*** Opening of TASK MATERIAL ***

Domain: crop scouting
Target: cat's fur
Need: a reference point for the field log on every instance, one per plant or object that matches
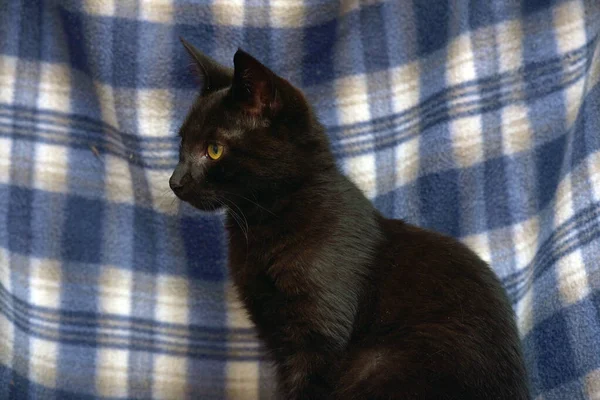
(350, 304)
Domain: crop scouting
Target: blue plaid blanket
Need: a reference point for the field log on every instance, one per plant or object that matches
(478, 119)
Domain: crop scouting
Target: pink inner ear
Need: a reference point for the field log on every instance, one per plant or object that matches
(256, 84)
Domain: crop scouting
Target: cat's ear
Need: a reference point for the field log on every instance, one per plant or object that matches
(254, 86)
(212, 75)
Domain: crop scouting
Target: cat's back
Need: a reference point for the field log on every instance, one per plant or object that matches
(441, 322)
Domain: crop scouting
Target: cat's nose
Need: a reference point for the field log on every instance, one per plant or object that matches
(179, 179)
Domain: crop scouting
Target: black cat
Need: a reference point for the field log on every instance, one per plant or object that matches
(349, 304)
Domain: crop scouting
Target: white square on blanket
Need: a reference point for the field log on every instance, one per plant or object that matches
(157, 10)
(154, 112)
(5, 160)
(112, 372)
(170, 377)
(353, 99)
(43, 361)
(51, 168)
(54, 88)
(8, 71)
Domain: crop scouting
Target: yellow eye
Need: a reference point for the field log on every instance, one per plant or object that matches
(215, 151)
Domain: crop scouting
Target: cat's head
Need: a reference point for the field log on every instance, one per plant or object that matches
(250, 135)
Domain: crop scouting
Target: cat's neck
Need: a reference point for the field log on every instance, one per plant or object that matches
(290, 206)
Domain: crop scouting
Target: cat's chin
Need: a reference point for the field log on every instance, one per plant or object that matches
(207, 203)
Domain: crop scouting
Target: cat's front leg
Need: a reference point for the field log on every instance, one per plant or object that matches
(303, 376)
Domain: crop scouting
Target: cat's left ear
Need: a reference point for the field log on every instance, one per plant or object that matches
(254, 85)
(212, 75)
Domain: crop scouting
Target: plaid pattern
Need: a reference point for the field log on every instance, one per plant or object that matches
(477, 119)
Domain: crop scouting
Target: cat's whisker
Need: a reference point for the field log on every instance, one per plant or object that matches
(252, 201)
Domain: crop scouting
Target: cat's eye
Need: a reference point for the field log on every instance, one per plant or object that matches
(214, 151)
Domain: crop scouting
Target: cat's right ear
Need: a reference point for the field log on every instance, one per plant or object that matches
(212, 75)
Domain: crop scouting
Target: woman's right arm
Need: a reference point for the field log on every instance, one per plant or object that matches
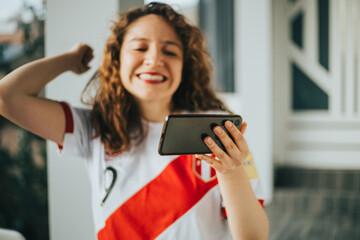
(18, 93)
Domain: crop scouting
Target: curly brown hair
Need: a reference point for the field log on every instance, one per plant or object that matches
(116, 116)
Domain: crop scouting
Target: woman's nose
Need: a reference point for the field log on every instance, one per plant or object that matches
(153, 59)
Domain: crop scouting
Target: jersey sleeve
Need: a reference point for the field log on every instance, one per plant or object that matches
(77, 138)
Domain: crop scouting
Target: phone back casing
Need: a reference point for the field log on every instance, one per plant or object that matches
(184, 133)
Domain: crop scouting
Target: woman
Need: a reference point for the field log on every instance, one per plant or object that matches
(154, 64)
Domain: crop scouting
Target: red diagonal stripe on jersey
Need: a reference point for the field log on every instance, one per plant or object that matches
(158, 204)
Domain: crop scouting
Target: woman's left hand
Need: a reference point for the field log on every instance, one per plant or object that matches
(237, 150)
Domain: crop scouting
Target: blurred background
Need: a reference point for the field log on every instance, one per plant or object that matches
(291, 68)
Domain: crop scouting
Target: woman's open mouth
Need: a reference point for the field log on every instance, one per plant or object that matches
(152, 78)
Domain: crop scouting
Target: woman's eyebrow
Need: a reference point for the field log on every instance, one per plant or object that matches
(168, 42)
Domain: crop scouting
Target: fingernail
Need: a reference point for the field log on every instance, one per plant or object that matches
(228, 124)
(218, 130)
(208, 140)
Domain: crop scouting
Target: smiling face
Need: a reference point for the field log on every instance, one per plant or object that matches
(151, 60)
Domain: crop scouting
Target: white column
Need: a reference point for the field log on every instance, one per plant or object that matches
(67, 23)
(254, 53)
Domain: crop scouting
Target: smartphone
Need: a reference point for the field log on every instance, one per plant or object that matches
(184, 133)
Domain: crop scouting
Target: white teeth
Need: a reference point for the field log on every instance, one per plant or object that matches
(145, 76)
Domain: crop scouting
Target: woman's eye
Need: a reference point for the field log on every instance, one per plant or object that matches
(170, 53)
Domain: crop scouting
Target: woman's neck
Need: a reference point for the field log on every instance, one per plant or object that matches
(155, 111)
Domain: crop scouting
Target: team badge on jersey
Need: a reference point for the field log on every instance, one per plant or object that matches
(203, 170)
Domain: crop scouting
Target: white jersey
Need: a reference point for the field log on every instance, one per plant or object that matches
(141, 195)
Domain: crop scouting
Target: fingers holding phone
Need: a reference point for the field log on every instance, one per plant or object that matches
(236, 148)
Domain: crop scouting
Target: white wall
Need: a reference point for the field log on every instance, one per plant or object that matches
(67, 23)
(253, 64)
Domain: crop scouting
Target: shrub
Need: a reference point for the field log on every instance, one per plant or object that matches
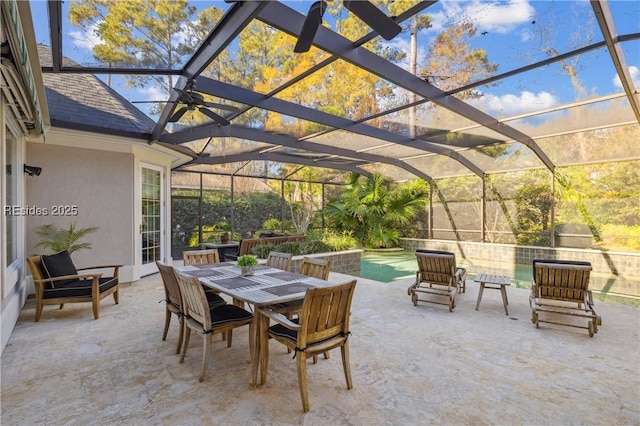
(262, 251)
(339, 241)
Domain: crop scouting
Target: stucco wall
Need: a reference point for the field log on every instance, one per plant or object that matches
(99, 183)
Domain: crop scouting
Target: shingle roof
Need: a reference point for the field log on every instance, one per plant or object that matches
(84, 102)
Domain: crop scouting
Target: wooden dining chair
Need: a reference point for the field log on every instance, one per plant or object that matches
(173, 300)
(311, 267)
(205, 320)
(200, 257)
(279, 260)
(323, 325)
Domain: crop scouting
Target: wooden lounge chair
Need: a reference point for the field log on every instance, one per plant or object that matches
(57, 281)
(561, 288)
(461, 273)
(323, 325)
(437, 277)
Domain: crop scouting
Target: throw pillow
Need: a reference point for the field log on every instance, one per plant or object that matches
(58, 265)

*** Close of TASK MATERIAL ***

*WHAT NEEDS TO BE DONE*
What do the entries above read from the line containing "Target: cat's left ear" through the line containing "Target: woman's nose"? Output those lines exactly, both ends included, with the pictures left out.

*RESULT OF THIS EXERCISE*
Target: cat's left ear
Need: a reference point for the field log on every instance, one per plant or object that matches
(254, 85)
(212, 75)
Domain: crop scouting
Target: plaid pattern
Need: a reference point for the field log on every instance, one per plant or object that matches
(477, 119)
Domain: crop scouting
Target: cat's whisker
Need: a reference point for the field log on every instance, one per plant or object that matches
(252, 201)
Domain: crop scouting
Target: cat's eye
Need: a reference point for the field log on every instance, one per plant or object that matches
(214, 151)
Domain: crop scouting
Target: cat's right ear
Need: a reference point for the field log on every instance, one per plant or object that matches
(212, 75)
Domain: crop scouting
Target: woman's right arm
Need: a reference point for the field log on every instance, one per plant or object that matches
(18, 93)
Domain: crop scouting
Target: curly brown hair
Need: a reference point for the field log on every instance, one per plant or object that matches
(116, 116)
Domain: crop scouting
Target: woman's nose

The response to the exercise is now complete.